(Reading passage)
— START —

Data Model - Split Fact table depending on cardinality and frequent use?

jpratt · August 2, 2024, 1:28pm

The data model for the Power BI report for the Transportation call center ticketing system I built is attached. I got it as zoomed in as I can while including everything. A couple notes about it:

There are 2 Dates tables, one for tickets on the left and one for events on the right. I did try to use one table with inactive relationships and it just didn’t work for everything I needed.
You will note some tables about Charges and Charge Types in the middle-bottom. I actually turned the ticketing system into a billable services management system back in 2016. That is a whole other topic .
Events are linked to tickets by design (more below) but are generally separate in the data model. I replaced an initial data warehouse with this one report, and got 10 times the functionality with a tenth the effort.

Events from a data standpoint are actually exactly what they sound like - things that happened on a given date and time. By “under tickets” I mean that they are child records, and every ticket gets at least two - a Created and a Completed system-managed event. In between, users can log emails, phone calls, and other actions. There are also system events like “Approved” and “Denied” which are system-created based on user action.

I have extended (read: custom) info in the underlying system as shown below (tables with the red line next to them). If I wanted to analyze tickets by the custom info, I would import the extended table data into the data model as a fact table linked to Tickets by ticket_id and then create measures and visuals specific to that ticket type (i.e. Accidents, Field Trips, etc.).

— END —

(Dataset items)
— START —

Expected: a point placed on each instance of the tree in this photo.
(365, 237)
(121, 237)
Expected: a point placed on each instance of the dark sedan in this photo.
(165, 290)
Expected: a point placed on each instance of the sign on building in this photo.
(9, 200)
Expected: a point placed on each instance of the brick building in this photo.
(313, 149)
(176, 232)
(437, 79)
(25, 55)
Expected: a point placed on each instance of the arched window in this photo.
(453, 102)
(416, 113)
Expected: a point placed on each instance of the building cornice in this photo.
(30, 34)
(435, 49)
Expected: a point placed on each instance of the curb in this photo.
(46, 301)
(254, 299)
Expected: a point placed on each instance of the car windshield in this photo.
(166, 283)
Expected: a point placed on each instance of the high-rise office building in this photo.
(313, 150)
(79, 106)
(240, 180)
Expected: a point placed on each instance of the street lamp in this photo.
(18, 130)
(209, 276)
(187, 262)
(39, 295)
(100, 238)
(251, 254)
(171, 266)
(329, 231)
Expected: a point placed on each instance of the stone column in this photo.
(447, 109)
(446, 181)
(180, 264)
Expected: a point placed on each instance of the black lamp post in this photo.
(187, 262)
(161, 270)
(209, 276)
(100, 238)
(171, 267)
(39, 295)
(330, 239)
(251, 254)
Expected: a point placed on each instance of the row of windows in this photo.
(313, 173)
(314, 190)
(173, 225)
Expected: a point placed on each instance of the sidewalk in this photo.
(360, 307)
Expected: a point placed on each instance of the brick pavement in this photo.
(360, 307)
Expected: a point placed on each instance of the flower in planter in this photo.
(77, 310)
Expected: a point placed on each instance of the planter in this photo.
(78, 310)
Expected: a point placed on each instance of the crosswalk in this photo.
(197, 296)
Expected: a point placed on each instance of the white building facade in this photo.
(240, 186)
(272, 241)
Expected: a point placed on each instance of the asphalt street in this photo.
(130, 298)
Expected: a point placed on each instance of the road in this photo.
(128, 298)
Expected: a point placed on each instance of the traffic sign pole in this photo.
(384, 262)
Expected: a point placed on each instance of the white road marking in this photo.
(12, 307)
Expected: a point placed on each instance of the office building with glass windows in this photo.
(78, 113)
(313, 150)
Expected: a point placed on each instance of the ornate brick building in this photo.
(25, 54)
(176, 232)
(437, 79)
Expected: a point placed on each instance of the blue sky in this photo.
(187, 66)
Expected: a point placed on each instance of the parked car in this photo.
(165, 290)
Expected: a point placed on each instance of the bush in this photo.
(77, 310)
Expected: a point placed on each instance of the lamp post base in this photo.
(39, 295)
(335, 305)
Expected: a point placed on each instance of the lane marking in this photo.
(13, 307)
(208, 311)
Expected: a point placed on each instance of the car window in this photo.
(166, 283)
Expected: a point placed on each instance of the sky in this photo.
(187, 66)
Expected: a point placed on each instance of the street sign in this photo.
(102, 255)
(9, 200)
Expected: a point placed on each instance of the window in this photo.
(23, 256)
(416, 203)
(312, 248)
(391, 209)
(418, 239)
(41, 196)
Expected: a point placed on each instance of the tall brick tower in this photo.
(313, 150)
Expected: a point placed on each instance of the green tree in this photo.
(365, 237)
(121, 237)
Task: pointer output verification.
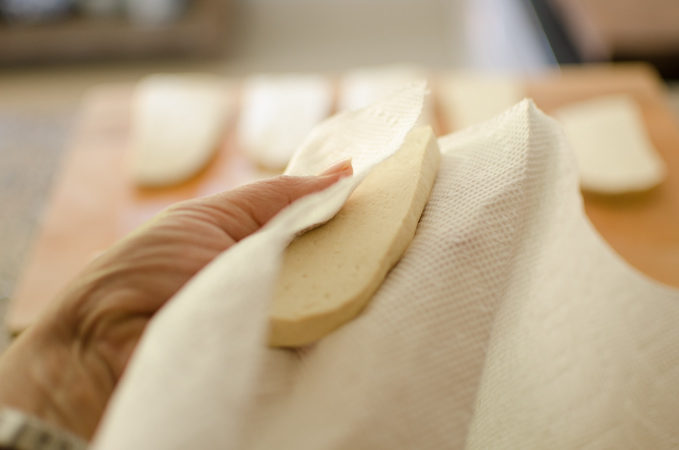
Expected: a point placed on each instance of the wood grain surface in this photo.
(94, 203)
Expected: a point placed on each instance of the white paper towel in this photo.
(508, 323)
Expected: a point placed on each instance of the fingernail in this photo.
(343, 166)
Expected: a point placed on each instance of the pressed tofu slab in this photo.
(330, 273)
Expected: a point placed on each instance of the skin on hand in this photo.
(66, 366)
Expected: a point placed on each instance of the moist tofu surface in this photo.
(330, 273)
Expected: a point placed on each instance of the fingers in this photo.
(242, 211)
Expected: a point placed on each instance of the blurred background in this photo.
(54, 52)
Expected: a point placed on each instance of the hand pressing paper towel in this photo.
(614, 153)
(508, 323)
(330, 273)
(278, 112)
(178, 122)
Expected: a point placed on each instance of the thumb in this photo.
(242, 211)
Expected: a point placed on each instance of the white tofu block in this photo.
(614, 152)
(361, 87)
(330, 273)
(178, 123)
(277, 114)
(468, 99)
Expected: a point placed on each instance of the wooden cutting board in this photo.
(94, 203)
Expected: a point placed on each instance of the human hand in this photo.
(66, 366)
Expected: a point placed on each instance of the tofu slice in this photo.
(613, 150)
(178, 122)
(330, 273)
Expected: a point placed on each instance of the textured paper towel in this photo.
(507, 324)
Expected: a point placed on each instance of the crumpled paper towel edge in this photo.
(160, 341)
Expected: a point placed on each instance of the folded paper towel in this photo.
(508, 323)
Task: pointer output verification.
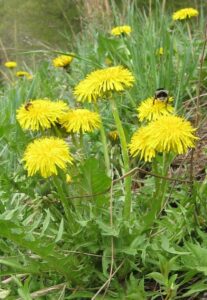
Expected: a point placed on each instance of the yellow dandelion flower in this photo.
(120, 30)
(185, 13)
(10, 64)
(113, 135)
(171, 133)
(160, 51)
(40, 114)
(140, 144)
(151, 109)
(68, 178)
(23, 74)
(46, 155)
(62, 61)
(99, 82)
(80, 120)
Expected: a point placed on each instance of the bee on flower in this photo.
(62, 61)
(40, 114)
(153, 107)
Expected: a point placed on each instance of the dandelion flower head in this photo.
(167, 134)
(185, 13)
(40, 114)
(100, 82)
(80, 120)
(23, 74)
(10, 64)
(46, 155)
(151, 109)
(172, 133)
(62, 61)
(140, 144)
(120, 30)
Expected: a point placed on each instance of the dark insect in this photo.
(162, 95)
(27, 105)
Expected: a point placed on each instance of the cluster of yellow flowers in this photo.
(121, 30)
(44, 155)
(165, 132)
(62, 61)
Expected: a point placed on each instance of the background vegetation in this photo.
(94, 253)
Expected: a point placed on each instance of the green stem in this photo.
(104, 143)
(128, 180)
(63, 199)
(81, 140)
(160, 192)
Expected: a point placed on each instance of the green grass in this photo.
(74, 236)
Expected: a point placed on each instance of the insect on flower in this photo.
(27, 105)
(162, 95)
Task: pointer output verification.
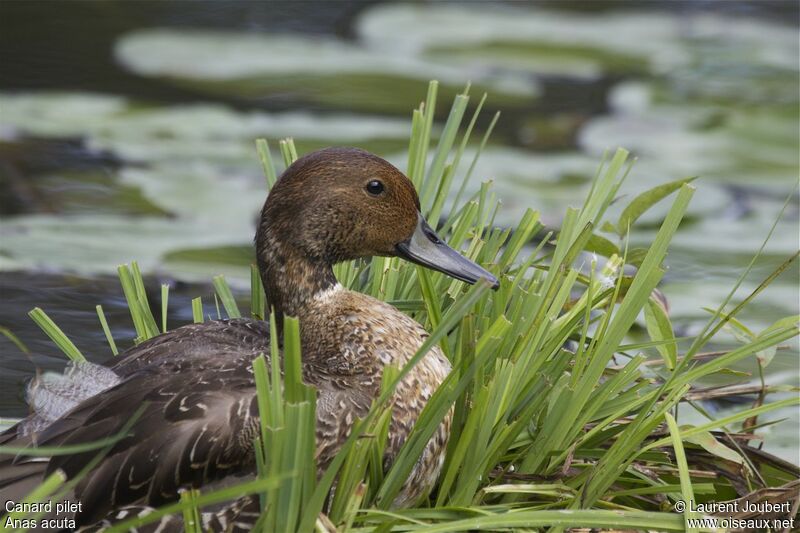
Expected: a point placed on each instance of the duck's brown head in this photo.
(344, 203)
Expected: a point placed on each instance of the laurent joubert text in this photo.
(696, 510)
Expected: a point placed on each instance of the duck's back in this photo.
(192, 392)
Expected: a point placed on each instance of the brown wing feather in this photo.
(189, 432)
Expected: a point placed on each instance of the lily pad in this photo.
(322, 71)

— END —
— START —

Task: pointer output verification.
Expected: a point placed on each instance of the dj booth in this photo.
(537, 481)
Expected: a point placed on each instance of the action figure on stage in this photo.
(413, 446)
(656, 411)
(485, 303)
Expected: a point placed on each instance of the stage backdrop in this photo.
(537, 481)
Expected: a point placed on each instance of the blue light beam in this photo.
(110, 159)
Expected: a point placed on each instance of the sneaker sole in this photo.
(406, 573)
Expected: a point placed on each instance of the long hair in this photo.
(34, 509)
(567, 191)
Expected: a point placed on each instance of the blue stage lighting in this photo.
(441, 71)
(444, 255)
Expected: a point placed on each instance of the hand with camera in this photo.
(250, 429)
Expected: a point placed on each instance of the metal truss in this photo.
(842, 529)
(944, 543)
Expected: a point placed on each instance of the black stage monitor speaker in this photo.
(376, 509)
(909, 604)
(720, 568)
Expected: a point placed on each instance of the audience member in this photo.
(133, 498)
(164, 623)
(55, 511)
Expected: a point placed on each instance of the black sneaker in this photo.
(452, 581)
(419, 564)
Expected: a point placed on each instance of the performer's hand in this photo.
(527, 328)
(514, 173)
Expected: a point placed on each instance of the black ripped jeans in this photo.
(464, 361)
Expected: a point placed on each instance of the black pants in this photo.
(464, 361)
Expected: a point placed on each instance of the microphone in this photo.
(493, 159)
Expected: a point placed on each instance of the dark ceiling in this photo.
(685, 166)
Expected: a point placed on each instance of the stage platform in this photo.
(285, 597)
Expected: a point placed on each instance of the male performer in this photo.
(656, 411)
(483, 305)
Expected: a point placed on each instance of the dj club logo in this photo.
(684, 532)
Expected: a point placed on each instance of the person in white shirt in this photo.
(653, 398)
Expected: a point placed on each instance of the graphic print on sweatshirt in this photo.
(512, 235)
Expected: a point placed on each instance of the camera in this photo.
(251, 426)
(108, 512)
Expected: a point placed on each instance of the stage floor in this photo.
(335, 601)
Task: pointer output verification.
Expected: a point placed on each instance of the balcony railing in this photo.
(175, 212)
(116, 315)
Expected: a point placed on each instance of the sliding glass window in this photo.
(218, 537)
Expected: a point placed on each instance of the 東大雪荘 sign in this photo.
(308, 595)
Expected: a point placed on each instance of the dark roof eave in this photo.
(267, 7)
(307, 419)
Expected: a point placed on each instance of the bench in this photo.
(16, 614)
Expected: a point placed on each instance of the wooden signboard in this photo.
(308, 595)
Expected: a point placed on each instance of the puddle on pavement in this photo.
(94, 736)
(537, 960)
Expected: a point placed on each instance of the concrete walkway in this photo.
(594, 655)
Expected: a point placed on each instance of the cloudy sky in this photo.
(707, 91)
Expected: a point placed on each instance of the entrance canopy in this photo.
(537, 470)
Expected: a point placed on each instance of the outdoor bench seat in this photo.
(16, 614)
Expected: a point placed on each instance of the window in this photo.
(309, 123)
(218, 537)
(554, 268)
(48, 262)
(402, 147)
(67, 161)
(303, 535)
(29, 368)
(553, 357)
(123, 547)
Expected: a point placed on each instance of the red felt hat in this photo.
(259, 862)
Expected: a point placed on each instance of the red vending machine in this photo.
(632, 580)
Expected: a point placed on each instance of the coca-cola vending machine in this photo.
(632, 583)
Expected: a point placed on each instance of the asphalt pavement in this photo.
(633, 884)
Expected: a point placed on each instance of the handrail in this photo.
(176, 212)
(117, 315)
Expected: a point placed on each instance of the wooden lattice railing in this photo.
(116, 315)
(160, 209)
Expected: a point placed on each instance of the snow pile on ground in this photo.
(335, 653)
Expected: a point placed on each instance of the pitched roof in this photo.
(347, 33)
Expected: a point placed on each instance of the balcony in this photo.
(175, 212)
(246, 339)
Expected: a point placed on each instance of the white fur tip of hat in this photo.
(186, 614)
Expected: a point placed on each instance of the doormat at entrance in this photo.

— END —
— START —

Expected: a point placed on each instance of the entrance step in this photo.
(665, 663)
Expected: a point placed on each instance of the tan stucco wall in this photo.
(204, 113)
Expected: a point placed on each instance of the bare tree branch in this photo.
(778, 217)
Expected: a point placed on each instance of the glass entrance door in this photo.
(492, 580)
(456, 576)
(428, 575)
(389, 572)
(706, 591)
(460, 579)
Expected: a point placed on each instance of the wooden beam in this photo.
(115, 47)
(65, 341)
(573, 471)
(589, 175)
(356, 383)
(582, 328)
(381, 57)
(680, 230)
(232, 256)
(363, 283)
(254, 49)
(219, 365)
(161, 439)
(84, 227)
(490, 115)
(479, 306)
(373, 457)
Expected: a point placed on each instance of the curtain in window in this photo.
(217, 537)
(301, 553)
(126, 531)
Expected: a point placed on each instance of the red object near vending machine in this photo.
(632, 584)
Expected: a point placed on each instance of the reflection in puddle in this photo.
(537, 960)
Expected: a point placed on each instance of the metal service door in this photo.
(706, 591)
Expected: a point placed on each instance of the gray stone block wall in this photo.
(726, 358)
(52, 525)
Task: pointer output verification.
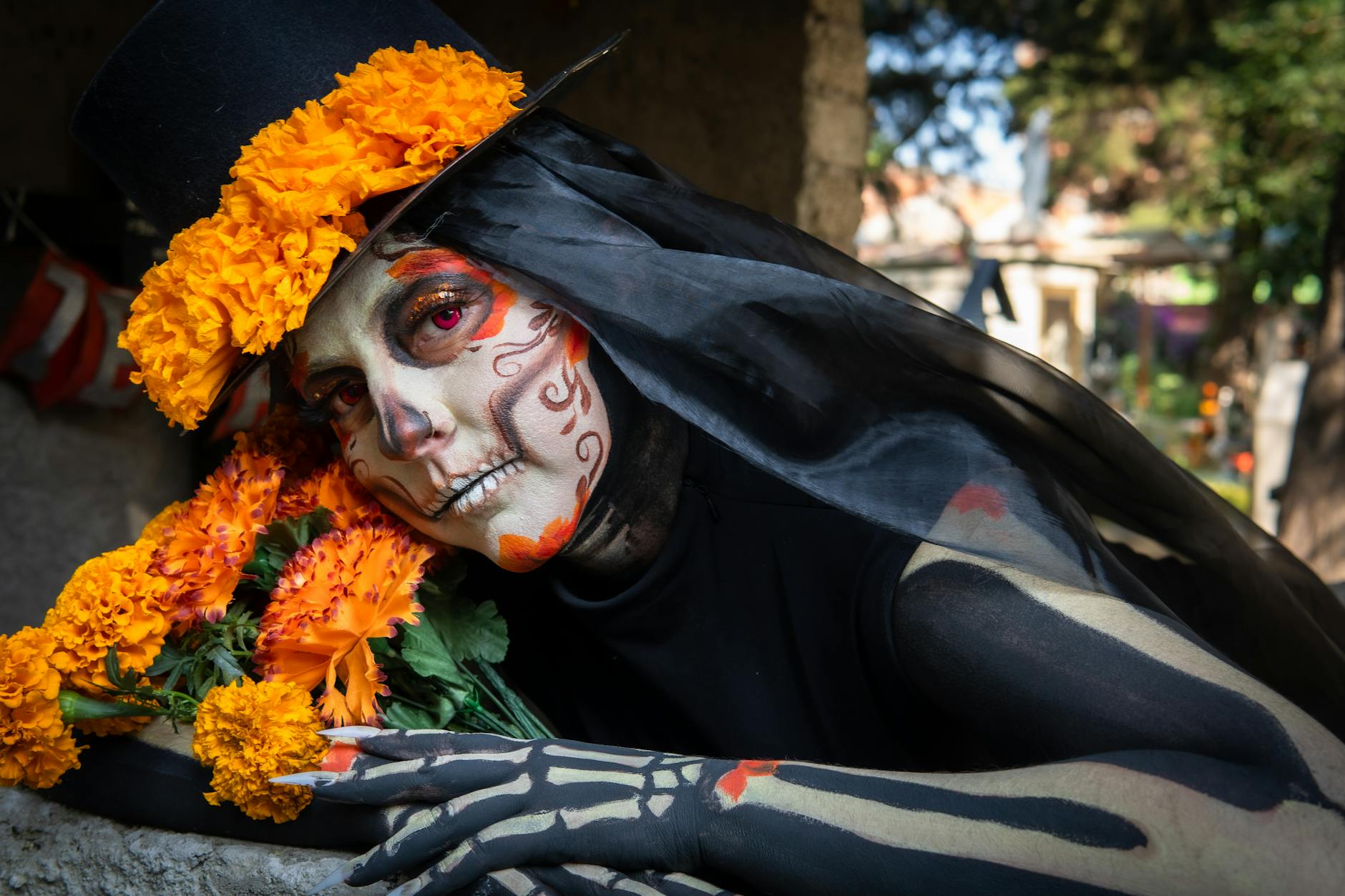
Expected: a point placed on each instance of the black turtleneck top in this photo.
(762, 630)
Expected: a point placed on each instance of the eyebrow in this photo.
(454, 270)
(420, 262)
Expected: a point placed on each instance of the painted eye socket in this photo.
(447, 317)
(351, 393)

— END —

(Exercises)
A. Answer these questions about the forum post on the Power BI data model:
(i) How many Dates tables does the data model have, and what does each one serve?
(ii) In what year was the ticketing system turned into a billable services management system?
(iii) Which two system-managed events does every ticket receive at minimum?
B. Provide a continuation of the forum post on the Power BI data model, beginning after its final sentence.

(Responses)
A.
(i) Two: one for tickets and one for events.
(ii) 2016.
(iii) A Created event and a Completed event.

B.
Check this info out and let me know if you have any other questions. Always happy to share.

John

JulieCarignan · August 2, 2024, 7:17pm

So interesting @jpratt, thanks for sharing your model!
You’ve done a lot with that model! It’s great to see. I see it’s in the Transportation domain. By coincidence, that’s the context in which I’m working too: an IT service delivery team for a transportation agency.

If you wanted to analyze tickets by that info, you said you’d import the extended (custom) info into the data model. Wouldn’t you then run into the situation I’ve tried to avoid: slowing the refreshes and performance of your existing, standard analyses that I assume must be robust and snappy?

That’s why I’ve wanted to segregate the refreshes of the extended tables by having them in a separate model except when they’re needed. Would you do that? Would you do it as Heather has proposed?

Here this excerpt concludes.